Exercise: Among the entries, find each line that includes the string "shallow" and list it.

Collected data entries
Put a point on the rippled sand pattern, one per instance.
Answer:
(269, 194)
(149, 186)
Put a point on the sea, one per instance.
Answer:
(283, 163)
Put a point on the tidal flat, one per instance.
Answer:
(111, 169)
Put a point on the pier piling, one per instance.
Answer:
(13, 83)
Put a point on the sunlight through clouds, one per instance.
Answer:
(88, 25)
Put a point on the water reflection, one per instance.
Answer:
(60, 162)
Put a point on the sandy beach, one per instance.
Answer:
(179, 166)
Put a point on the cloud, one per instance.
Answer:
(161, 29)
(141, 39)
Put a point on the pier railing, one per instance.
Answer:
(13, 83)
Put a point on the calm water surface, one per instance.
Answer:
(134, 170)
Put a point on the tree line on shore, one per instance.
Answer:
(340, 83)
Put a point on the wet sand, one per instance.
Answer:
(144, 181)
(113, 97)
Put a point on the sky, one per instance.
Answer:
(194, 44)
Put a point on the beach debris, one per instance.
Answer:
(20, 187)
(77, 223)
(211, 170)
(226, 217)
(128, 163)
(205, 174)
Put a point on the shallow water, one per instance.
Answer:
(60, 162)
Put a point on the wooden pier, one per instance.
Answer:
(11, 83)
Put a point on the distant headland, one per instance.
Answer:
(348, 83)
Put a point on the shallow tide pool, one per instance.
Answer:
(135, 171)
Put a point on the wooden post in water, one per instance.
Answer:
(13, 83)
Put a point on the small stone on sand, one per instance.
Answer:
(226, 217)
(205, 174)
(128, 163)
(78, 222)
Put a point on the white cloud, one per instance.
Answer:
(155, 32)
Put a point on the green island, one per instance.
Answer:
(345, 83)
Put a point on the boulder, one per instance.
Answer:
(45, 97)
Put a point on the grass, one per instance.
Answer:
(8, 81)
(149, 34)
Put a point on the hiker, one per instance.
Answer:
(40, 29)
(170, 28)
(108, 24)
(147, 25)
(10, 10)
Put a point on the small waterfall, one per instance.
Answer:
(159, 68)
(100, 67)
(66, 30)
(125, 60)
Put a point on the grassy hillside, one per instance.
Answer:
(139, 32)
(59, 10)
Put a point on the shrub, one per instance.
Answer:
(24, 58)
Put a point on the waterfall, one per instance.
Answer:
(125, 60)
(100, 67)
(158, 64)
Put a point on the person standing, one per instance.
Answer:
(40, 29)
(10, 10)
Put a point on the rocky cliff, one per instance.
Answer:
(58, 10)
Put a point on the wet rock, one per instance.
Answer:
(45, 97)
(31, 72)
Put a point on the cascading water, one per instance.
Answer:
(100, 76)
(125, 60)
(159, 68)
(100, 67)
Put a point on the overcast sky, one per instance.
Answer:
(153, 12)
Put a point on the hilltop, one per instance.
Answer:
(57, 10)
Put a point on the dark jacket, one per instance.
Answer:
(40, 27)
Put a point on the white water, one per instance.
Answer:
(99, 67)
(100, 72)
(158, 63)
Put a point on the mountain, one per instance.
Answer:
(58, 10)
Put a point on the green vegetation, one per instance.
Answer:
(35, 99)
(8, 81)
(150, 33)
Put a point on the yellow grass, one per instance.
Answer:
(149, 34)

Solution to this task:
Put a point on the shallow water, one per instance.
Put a point on the shallow tide pool, one per instance.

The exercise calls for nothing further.